DEP_Mod_net_plot(ModNet, IDsets = NULL, data = NULL, module = NULL,
                 plot = TRUE, filename = NULL, filetype = "pdf",
                 OnlyPlotLast = TRUE, BranchCut = TRUE,
                 reconstructNet = TRUE,
                 iteration = Inf, label.hubs.only = TRUE,
                 node.default.color = "grey",
                 hubLabel.col = "black", ...)

Arguments

ModNet

data contains network information which get from getmoduleHub

IDsets

ID sets information which get from DEPsets

data

the value should be defined only when reconstructNet is TRUE. The value is proteomic quantification data, which is same as the input in getmoduleHub.

module

the value should be defined only when reconstructNet is TRUE. The value is module information which is same as the input in getmoduleHub.

plot

a logical value whether plot a picture.

filename

the filename of plot. The default value is NULL which means no file saving. The function is use ggsave to achieve.

filetype

the file type of plot. the type should be one of "eps", "ps", "tex" (pictex), "pdf", "jpeg", "tiff", "png", "bmp", "svg" or "wmf" (windows only).

OnlyPlotLast

a logical value whether plot the final network.

BranchCut

a logical value whether remove unhub proteins which have no connection to DEPs.

reconstructNet

a logical value whether reconstruct network.

iteration

iteration times when reconstruct network.

label.hubs.only

a logical value whether show labels for hubs only.

node.default.color

Default node colors for those that do not intersect with signatures in gene.set.

hubLabel.col

Label color for hubs.

...

Value

a list contains network information

netgene

all IDs in network.

hub

hub IDs

PMFG

PMFG graph data frame information

Author(s)

Kefu Liu

Examples

data(net)
data(imputedData)
Module <- Module_inf(net, imputedData$inf)

§ SOURCE DATA:
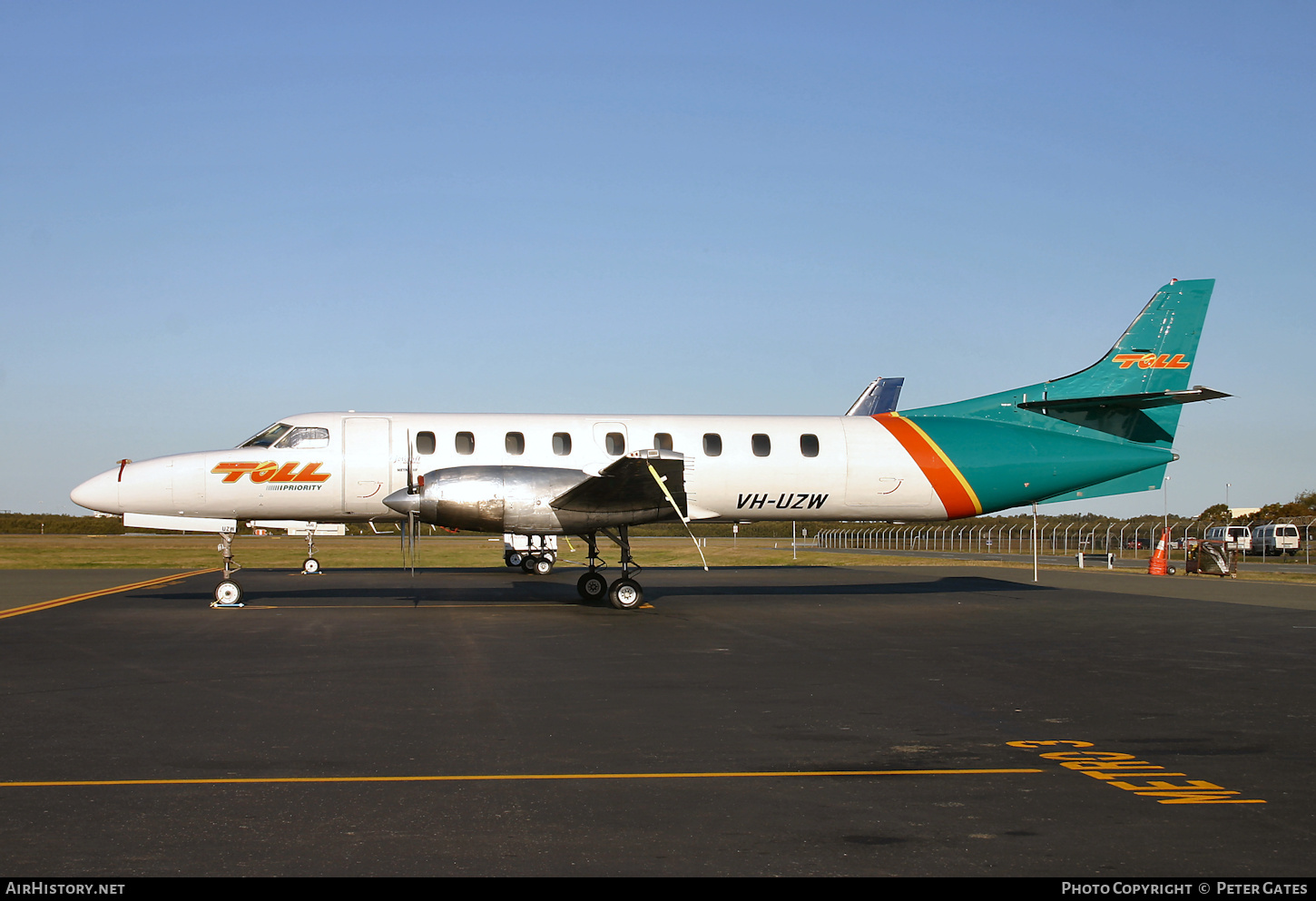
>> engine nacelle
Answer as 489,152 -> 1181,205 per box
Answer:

§ WORK INSTRUCTIONS: Extend the DEP_Mod_net_plot documentation by writing what follows its final example line.

§ RESPONSE TO THE EXERCISE:
group <- gsub("[0-9]+","", colnames(imputedData$intensity))
data <- imputedData
data$inf <- data$inf[1:100,]
data$intensity <- data$intensity[1:100,]
stat <- dataStatInf(data, group, meanmethod = "median",
                    T.test = "pairwise", Aadj = "fdr",
                    Tadj = "fdr", cutoff = FALSE)
stat1 <- stat$ori.ID[stat$ad > 1]
stat2 <- stat$ori.ID[stat$asym > 1]
datalist <- list(stat1 = stat1, stat2 = stat2)
sets <- DEPsets(datalist)

logD <- imputedData$log2_value
rownames(logD) <- imputedData$inf$ori.ID
Mod3 <- getmoduleHub(logD, Module, 3, coln = "ori.ID", adjustp = FALSE)

newnet <- DEP_Mod_net_plot(Mod3, sets,
                           data = logD, module = Module,
                           plot = FALSE, filename = NULL, filetype = "pdf",
                           OnlyPlotLast = FALSE,reconstructNet = FALSE)

DEPsets

Description

extract two or more IDsets interesection set and complementary set and define the colors.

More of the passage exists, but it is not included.